Work to complete: From the post about the Sky Arts drama below, list every real person named by their full name.

Excerpt provided:
It's December, and in case you hadn't noticed, it's nearly Christmas time!
That means the Christmas movies are on 24/7, the Christmas specials of all the soaps and long-running series are being aired, and Sky Arts is bringing us yet more cultured goodness.
I am currently enthralled by Sky Arts' drama, A YOUNG DOCTOR'S NOTEBOOK AND OTHER STORIES. I got into the first series last year, and was really impressed by the development of actor Daniel Radcliffe. His character grabbed me with the perfect blend of naivety and black humour, and I was hooked.
If you have not seen it, and don't want to be spoiled, look away now.
The first series charts the experiences of the Young Doctor (played by Daniel Radcliffe) and his first job at a Siberian hospital in 1917. Fresh out of medical school and still very proud of his scores, the Young Doctor quickly realizes that life in the Siberian wilderness is as far removed from his old life in Moscow as the moon is from the sun. Meanwhile, his older self, played by Jon Hamm, is paying for the choices that the Young Doctor made. While undergoing treatment and morphine withdrawals, he revisits his memories of being the Young Doctor through the discovery of his old journal.
Based on the autobiographical and semi-autobiographical short stories of Mikhail Bulgakov, author of THE MASTER AND MARGARITA, the tone of the series is darkly humourous and filled with a twisted poignancy that stops the physical comedy of some scenes from devolving into jarring slapstick.

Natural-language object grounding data
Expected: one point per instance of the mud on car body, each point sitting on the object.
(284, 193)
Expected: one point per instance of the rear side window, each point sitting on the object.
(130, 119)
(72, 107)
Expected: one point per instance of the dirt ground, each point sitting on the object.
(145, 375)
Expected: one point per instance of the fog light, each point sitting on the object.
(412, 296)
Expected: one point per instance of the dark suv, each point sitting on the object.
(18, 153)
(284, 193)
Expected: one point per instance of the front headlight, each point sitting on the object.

Answer area: Daniel Radcliffe, Jon Hamm, Mikhail Bulgakov